- _Problem statement_
Return verbatim the run of lines that opens with the line holding "Label: eyebrow" and closes with the last line of the records.

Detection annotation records
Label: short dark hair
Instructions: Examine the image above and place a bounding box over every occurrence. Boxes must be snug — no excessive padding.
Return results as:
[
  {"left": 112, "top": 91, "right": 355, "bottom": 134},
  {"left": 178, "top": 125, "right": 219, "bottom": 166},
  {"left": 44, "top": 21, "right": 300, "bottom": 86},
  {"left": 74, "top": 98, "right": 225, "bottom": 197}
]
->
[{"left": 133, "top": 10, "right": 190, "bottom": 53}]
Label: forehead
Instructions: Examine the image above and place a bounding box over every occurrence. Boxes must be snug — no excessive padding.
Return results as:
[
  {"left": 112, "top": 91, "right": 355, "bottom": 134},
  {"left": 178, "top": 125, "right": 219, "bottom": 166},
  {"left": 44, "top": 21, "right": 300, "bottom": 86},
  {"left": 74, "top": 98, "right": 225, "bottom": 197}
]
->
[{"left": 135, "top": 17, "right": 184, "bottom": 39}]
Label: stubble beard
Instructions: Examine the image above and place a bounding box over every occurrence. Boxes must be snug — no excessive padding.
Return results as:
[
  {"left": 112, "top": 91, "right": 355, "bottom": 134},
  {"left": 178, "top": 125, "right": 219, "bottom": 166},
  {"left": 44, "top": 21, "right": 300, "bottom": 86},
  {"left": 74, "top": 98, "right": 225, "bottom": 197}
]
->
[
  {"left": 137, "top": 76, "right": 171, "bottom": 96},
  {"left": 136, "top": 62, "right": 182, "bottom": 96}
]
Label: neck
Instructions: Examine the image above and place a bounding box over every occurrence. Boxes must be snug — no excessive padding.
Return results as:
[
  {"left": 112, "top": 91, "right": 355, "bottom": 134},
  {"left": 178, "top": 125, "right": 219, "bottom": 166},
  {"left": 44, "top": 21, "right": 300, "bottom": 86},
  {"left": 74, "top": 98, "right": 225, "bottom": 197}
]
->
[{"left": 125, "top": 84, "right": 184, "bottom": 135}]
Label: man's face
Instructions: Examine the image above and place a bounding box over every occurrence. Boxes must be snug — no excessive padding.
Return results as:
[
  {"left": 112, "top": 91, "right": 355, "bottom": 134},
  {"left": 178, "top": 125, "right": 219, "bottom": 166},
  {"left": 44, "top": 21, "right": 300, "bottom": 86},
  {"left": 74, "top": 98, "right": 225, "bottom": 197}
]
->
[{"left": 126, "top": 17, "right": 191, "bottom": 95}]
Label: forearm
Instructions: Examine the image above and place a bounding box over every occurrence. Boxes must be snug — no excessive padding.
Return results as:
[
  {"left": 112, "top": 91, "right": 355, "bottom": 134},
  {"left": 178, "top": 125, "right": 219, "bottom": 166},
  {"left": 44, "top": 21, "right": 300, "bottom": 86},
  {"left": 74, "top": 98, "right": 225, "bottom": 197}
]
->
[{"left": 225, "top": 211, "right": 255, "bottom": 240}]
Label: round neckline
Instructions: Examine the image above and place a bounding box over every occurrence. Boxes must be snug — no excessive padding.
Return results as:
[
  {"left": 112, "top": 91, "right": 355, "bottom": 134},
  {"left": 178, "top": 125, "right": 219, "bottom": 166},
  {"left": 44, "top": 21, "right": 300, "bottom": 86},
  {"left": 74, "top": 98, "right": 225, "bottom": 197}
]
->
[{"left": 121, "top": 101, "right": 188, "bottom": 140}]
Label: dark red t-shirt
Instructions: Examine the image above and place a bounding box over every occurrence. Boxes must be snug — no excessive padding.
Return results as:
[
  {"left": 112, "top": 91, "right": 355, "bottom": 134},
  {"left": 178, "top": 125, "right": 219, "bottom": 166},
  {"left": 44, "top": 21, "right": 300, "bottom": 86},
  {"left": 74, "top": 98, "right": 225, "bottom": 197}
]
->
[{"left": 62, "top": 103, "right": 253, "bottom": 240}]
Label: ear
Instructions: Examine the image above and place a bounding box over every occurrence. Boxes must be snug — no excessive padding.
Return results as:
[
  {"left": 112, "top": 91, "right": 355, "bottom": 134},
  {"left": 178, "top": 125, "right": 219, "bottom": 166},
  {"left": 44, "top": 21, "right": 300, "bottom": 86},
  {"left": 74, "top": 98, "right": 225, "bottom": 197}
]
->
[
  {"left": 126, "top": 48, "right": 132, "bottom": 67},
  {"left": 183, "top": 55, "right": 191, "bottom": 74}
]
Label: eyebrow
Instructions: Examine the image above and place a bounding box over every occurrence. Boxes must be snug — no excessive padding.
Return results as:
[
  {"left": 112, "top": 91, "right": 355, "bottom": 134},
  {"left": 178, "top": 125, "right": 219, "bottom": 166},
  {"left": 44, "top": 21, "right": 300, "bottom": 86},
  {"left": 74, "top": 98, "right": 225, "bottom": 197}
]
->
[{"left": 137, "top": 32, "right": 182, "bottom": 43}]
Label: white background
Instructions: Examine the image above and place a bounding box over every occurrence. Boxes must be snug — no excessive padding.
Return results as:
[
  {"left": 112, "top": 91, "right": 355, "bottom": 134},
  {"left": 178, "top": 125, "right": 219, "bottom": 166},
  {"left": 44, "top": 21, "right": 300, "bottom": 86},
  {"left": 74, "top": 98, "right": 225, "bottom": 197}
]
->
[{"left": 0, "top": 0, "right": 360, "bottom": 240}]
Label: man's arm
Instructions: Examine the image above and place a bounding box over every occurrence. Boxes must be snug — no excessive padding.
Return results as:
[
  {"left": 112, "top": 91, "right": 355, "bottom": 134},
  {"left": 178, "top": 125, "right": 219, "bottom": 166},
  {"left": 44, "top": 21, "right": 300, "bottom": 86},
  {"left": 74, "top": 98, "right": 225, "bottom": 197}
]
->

- _Exercise result_
Label: eyebrow
Instructions: Examine the image above and place a bounding box over every occurrence. Boxes must be snug — no excessive padding.
Return results as:
[
  {"left": 112, "top": 91, "right": 355, "bottom": 134},
  {"left": 178, "top": 125, "right": 219, "bottom": 166},
  {"left": 44, "top": 21, "right": 300, "bottom": 86},
  {"left": 74, "top": 98, "right": 225, "bottom": 197}
]
->
[{"left": 137, "top": 32, "right": 182, "bottom": 43}]
Label: white background
Instructions: Examine the image above and place a bounding box over every occurrence. Boxes must be snug — no excessive padding.
Return results as:
[
  {"left": 112, "top": 91, "right": 355, "bottom": 134},
  {"left": 178, "top": 125, "right": 219, "bottom": 166},
  {"left": 44, "top": 21, "right": 300, "bottom": 86},
  {"left": 74, "top": 98, "right": 225, "bottom": 197}
]
->
[{"left": 0, "top": 0, "right": 360, "bottom": 240}]
Label: man's arm
Instructions: Examine the image above and place a bounding box over every occurrence. Boxes must be snug — no excessive padding.
Return results as:
[
  {"left": 112, "top": 91, "right": 355, "bottom": 134},
  {"left": 178, "top": 125, "right": 219, "bottom": 166},
  {"left": 44, "top": 21, "right": 300, "bottom": 86},
  {"left": 74, "top": 98, "right": 225, "bottom": 197}
]
->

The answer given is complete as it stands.